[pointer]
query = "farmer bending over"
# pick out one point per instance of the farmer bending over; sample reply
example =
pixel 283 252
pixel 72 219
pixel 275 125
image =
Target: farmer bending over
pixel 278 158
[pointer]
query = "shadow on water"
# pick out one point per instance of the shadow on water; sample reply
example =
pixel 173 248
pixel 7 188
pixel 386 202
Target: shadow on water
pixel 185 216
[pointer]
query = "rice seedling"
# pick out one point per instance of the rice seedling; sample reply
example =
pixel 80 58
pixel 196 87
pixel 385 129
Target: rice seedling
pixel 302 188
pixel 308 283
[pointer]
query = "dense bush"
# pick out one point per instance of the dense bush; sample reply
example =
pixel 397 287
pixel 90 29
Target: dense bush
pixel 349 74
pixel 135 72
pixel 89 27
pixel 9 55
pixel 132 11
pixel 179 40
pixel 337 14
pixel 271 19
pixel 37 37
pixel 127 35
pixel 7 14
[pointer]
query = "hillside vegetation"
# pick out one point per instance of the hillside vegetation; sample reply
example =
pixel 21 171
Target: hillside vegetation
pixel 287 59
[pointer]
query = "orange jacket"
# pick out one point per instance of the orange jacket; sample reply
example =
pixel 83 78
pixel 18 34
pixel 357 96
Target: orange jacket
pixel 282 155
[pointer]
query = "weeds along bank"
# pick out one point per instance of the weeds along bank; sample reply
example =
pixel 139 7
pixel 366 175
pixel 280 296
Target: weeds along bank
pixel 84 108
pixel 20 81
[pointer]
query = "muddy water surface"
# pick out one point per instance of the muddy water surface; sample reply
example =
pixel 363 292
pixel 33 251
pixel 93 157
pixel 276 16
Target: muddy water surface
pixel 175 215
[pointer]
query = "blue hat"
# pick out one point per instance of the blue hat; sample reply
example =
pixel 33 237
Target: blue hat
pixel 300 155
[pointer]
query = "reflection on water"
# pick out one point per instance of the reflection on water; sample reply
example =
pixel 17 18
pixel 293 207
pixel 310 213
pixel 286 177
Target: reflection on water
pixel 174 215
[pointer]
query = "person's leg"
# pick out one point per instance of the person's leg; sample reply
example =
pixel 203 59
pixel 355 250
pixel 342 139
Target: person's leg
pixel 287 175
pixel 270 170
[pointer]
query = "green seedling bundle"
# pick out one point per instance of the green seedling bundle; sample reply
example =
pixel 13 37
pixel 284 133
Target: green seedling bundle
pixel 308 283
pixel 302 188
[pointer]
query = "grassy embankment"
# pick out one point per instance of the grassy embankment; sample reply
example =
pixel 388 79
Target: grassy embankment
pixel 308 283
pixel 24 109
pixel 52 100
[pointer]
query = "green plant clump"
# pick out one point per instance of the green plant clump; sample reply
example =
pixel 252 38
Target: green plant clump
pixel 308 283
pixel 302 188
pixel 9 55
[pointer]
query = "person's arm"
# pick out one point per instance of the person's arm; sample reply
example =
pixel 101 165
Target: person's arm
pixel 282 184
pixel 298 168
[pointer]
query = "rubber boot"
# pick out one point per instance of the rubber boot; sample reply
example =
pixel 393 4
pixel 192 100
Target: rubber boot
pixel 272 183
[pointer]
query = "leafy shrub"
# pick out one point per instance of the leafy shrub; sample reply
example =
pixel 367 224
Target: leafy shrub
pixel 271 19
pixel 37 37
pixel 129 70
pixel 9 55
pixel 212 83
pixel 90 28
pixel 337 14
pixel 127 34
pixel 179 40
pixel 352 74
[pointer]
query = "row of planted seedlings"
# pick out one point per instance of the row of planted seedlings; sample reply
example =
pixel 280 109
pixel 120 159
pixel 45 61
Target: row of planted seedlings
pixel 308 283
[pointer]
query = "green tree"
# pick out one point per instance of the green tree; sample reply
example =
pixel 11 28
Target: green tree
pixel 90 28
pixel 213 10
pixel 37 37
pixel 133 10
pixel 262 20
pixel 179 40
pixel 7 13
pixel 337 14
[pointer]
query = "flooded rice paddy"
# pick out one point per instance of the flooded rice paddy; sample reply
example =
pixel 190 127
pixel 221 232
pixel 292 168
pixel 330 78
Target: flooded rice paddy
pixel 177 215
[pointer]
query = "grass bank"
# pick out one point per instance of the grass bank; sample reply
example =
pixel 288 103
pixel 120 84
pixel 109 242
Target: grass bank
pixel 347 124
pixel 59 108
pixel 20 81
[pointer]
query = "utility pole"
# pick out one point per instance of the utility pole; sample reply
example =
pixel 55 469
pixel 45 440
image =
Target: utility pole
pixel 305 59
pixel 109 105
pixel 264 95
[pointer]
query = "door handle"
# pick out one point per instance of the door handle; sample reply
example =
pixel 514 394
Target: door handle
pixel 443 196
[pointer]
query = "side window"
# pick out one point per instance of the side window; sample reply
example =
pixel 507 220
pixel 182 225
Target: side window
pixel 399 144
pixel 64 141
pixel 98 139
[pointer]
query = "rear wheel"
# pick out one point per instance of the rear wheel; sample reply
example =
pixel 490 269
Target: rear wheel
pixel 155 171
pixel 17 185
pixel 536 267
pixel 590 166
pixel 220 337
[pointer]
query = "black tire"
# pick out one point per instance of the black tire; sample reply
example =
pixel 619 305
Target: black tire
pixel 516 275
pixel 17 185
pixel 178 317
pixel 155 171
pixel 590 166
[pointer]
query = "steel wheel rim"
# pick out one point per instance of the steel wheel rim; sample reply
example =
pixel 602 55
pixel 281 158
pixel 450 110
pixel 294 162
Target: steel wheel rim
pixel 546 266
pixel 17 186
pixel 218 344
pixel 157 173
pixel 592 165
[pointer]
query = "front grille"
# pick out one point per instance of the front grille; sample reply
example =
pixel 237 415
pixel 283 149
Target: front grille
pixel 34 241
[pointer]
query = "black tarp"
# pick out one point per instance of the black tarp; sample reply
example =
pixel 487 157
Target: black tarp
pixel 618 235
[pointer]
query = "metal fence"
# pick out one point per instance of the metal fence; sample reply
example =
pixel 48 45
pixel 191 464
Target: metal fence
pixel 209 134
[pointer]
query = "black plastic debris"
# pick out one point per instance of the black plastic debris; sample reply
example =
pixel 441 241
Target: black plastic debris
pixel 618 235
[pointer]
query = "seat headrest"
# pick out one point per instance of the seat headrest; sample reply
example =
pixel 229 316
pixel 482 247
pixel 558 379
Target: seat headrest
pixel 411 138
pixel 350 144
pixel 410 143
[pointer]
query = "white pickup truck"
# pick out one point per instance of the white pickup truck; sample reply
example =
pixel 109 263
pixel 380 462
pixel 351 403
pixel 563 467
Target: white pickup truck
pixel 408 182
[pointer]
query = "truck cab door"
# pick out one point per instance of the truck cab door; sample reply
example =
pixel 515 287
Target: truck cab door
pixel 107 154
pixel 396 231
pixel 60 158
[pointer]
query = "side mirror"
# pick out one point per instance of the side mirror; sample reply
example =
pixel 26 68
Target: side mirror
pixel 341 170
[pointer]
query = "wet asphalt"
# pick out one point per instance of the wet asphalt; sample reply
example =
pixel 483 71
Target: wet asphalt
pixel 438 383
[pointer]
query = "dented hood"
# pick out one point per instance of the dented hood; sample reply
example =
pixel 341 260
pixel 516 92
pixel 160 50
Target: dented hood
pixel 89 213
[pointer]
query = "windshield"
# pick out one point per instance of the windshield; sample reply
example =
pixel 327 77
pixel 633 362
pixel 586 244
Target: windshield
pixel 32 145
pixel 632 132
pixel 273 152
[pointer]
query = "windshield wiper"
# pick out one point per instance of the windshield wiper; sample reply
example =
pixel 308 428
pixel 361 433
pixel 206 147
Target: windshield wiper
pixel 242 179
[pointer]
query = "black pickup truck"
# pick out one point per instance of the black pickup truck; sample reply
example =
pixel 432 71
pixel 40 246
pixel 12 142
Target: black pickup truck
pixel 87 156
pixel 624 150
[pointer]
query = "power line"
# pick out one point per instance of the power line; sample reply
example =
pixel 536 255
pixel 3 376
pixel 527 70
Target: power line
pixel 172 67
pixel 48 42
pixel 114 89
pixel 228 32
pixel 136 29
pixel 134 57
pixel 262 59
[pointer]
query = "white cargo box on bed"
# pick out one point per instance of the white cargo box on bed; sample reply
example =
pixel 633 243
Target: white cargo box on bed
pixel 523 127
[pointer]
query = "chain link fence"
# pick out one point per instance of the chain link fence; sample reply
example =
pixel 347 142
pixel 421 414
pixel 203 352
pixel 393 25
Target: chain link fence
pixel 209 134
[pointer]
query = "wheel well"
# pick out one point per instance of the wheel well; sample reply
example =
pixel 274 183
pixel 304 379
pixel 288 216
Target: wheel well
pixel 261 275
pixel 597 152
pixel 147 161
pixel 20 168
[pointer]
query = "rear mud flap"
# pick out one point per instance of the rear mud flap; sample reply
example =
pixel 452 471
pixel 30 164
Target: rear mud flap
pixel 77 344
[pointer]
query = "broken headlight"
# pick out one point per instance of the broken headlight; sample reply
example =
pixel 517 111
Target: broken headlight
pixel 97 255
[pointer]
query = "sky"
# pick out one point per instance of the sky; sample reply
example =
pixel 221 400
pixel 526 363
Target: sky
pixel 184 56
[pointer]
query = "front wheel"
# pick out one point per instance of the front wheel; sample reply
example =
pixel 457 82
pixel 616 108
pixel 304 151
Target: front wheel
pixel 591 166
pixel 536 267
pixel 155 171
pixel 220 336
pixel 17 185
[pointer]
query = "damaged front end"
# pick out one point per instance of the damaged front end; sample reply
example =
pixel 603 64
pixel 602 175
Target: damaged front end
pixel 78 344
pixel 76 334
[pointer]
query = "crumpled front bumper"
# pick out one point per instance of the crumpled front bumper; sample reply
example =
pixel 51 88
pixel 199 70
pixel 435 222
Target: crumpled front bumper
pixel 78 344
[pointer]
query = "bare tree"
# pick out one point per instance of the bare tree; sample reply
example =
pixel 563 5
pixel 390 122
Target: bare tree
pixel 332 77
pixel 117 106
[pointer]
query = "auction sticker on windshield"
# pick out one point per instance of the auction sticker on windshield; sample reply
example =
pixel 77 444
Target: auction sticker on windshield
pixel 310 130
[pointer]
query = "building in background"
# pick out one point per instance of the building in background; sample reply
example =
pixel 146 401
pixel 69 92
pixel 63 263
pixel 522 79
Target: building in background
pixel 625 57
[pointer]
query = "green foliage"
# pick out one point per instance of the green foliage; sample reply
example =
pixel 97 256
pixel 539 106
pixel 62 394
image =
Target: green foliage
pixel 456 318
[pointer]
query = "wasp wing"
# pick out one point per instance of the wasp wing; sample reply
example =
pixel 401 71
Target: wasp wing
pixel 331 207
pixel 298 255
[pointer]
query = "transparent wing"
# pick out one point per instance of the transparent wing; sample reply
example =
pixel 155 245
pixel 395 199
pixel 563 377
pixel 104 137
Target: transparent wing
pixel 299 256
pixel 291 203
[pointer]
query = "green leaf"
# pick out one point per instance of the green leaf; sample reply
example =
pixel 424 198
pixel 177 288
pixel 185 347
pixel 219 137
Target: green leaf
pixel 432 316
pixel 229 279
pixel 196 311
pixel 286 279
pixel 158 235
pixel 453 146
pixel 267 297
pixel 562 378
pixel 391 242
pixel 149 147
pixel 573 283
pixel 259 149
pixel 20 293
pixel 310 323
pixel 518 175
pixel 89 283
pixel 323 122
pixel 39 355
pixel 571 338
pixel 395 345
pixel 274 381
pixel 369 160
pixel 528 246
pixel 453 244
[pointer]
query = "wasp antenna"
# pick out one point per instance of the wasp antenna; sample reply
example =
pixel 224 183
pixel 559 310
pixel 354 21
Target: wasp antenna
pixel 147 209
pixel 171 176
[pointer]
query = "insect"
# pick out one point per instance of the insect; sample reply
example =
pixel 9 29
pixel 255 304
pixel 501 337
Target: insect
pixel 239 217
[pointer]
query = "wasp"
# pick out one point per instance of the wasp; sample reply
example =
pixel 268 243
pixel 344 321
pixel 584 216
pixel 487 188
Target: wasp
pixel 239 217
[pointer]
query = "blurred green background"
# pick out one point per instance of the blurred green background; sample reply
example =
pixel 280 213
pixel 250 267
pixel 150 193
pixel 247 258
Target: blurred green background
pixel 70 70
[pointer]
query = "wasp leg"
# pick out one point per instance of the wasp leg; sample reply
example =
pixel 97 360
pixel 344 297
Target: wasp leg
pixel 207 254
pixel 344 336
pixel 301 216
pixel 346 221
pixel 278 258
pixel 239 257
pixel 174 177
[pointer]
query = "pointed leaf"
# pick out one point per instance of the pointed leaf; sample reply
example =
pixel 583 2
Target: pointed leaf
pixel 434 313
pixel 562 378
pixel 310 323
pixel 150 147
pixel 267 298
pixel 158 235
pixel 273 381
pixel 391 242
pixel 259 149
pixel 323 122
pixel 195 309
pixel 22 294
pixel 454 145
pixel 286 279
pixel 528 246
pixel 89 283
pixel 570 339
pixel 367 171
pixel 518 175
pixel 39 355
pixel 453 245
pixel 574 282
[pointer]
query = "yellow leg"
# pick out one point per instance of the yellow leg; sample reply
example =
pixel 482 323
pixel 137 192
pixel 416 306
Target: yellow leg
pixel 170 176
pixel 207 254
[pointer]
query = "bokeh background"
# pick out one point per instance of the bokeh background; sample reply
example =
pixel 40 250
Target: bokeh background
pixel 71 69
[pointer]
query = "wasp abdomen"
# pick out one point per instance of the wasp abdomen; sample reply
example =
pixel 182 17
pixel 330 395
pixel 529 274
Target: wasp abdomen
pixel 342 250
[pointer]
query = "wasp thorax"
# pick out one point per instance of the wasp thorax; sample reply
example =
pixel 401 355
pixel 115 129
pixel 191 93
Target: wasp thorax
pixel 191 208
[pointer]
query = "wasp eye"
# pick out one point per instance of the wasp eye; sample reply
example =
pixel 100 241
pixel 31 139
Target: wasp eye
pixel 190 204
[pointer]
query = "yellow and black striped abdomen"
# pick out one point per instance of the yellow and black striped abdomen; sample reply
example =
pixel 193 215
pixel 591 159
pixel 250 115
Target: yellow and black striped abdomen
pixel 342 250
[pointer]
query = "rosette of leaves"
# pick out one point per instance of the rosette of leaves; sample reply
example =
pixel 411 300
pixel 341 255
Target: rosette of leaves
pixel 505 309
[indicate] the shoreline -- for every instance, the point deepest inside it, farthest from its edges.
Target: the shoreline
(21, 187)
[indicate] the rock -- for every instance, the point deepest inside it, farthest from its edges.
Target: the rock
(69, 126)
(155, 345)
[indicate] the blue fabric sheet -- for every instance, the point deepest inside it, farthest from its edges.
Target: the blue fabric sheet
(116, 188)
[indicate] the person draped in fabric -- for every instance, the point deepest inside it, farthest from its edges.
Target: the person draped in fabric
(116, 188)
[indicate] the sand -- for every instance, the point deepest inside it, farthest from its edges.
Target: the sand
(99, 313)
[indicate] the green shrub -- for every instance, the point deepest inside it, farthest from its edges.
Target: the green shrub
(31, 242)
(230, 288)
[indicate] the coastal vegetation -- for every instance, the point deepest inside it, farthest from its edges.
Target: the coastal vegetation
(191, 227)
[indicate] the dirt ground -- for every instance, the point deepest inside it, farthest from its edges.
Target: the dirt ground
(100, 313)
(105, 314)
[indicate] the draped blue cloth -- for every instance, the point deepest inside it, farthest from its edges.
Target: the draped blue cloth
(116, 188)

· · · · · · ·

● Directions for this task:
Please count the lines of the material above that contain "indicate", and give only the number.

● Solved exercise:
9